* Begin EXCERPT TO READ *

Thanks, flashling – but I was waiting for you to explain 13dn! ðŸ™
Sheer delight, of course. Lovely to see Arachne back again, relatively soon.
Favourite clues: 14ac [although, as flashling says, it doesn’t bear thinking about] and 22ac – but I could pick out lots more.
Many thanks, Arachne, as ever.
13d homonym of “in for a”
13 down Sounds like “in for a” ?
most enjoyable, from one of my favourite setters.
a possible thought on 13d – INFRA sounds like “In for a” (about to receive).
A midweek treat thank you Arachne and Flashling.
Thanks Arachne, great to see you here again!
Thanks flashling, I cannot fathom INFRA either. Some really great clues, I particularly liked INSTEP, BOBS & A PRIORI.
Thanks flashling and Arachne, nice to have one of your puzzles again.
I was toying with BOOB for 24d; OB = “when you skip over”, and up and down for OB.
I can’t see INFRA either. If it’s “In for a”, what is the “see” doing?
Thanks flashling and Arachne
Very enjoyable. I also thought infra equals in for a.
19d was my last in and 28a took a long time before the penny dropped.
“see” might be part of the definition – i.e. see below?
Comments 2-10 are probably some kind of cross-posting record.
Great puzzle!
I had 29a as A ROMANI reversed with TA after. Enjoyed this with pennies dropping all over the place.
As others have said, some lovely clues. My favourites were NODDY, MILKMAN, INAMORATA and UNDIES. Many thanks to Arachne and flashling.
Yes, IN FOR A homophone is intended, but a very difficult clue to solve.

* End EXCERPT TO READ *

- OBJECTIVE A
From the crossword comments, list every clue number the commenters refer to, giving each clue only once.

* Begin ENTRIES SUPPLIED *

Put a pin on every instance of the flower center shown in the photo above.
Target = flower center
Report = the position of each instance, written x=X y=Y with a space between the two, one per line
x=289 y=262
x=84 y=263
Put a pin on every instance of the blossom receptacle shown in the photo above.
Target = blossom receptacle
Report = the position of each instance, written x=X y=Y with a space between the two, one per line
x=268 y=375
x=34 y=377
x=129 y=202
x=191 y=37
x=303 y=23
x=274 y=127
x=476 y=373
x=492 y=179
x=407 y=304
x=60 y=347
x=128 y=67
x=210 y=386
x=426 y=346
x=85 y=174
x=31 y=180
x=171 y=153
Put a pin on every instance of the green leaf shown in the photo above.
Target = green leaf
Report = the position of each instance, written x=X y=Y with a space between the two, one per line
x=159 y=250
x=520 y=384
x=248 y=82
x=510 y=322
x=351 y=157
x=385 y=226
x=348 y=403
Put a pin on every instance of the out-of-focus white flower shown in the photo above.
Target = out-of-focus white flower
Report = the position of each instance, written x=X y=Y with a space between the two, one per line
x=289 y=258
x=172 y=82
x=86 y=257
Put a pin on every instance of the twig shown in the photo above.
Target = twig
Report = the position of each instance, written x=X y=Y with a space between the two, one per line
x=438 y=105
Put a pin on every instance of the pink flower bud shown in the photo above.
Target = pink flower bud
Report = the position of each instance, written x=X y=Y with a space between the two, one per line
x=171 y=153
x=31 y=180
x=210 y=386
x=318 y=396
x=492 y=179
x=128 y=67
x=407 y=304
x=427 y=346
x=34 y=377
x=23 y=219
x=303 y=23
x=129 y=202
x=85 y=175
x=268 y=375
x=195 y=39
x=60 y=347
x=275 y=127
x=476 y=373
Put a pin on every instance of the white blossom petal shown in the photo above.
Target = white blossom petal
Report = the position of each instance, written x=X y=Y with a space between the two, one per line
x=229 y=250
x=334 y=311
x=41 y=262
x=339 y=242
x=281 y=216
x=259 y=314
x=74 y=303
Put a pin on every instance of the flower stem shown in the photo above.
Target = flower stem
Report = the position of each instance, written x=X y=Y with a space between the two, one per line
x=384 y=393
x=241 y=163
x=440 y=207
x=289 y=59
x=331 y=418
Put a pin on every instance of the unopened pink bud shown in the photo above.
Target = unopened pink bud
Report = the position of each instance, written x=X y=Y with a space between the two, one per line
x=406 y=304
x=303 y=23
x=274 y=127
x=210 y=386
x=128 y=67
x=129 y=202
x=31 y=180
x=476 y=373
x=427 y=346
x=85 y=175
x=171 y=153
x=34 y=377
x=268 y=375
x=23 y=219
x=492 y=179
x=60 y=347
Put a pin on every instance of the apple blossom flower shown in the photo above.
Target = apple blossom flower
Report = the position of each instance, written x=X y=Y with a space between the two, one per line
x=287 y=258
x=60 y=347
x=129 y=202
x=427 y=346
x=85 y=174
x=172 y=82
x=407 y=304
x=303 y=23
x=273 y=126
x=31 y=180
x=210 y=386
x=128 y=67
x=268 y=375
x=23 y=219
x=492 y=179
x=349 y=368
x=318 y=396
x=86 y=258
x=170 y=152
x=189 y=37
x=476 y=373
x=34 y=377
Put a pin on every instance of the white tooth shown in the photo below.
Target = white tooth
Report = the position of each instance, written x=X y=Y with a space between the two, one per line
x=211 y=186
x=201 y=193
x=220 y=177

* End ENTRIES SUPPLIED *

- OBJECTIVE B
Recast the stretch of rows from the line containing "Put a pin on every instance of the white tooth" through the end of the rows as a numbered list, leaving out any blank lines.

- FULL OUTPUT A
- 13 down
- 14 across
- 22 across
- 24 down
- 19 down
- 28 across
- 29 across

- FULL OUTPUT B
1. Put a pin on every instance of the white tooth shown in the photo below.
2. Target = white tooth
3. Report = the position of each instance, written x=X y=Y with a space between the two, one per line
4. x=211 y=186
5. x=201 y=193
6. x=220 y=177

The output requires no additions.